Re: [DISCUSS] Tar + Gzip vs. Zip

Peter Wilcsinszky
Hi,

I wrote about a different solution for which I implemented a PoC for in
https://lists.apache.org/thread.html/6122674030b8f99a63d586dcdbdaf6b31841572aed63fcc9dcfb5eea@%3Cdev.nifi.apache.org%3E
but multistage build could be a better option and I'm happy to create an
issue and fix it for the next release.

On Fri, Jun 29, 2018 at 3:42 AM Andy LoPresto <[hidden email]> wrote:

> Thanks Aldrin. I am not knowledgeable on Docker — do either of these
> options help us? We could also use a RUN to curl the Zip resource and COPY
> the unzipped directory?

• **SET TASK 1**
Transcribe the listing starting at the line that contains "For the evaluation set, point out every instance of the metal" and continuing through the listing's final line.
The mailing-list message and the listing come from unrelated sources.

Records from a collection
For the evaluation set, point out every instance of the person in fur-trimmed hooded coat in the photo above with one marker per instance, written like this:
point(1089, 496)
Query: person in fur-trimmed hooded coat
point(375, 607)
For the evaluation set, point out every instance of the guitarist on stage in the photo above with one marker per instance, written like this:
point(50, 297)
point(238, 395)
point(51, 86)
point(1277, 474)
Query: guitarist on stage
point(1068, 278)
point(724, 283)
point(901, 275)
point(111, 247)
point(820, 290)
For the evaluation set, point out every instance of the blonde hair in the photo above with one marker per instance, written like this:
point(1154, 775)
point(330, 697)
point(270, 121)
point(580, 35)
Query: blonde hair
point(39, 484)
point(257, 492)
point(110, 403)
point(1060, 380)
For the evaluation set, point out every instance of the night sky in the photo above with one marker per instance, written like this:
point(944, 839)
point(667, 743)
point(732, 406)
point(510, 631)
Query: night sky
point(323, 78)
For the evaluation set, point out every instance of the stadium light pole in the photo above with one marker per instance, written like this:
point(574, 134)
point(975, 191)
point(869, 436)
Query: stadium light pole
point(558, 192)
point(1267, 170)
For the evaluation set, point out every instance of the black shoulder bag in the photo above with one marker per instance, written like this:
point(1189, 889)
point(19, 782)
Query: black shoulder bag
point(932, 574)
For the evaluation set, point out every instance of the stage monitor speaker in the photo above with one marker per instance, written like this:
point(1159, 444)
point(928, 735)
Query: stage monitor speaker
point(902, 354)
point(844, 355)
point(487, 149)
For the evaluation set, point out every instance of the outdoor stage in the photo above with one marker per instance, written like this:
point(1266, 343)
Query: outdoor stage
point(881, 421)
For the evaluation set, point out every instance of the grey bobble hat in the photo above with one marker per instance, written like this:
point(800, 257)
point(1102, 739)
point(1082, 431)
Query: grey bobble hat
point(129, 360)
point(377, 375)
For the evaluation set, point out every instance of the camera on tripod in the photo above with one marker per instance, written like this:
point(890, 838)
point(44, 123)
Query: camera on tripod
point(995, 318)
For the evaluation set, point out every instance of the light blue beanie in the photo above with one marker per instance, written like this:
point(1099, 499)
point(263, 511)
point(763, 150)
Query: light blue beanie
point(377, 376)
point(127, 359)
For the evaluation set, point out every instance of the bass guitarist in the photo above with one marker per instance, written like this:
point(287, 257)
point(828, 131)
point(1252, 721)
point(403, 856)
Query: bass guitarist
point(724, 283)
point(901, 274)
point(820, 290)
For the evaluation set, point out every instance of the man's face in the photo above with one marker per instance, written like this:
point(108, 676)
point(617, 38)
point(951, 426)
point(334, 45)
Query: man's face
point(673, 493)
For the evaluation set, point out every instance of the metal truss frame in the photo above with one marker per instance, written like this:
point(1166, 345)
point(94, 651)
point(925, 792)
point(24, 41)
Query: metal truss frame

• **SET TASK 2**
Restate word for word the part of the mailing-list message that begins at the words "On Fri, Jun" and ends after "the unzipped directory?".

• **FULL ANSWER 1**
For the evaluation set, point out every instance of the metal truss frame in the photo above with one marker per instance, written like this:
point(1166, 345)
point(94, 651)
point(925, 792)
point(24, 41)
Query: metal truss frame

• **FULL ANSWER 2**
On Fri, Jun 29, 2018 at 3:42 AM Andy LoPresto <[hidden email]> wrote:

> Thanks Aldrin. I am not knowledgeable on Docker — do either of these
> options help us? We could also use a RUN to curl the Zip resource and COPY
> the unzipped directory?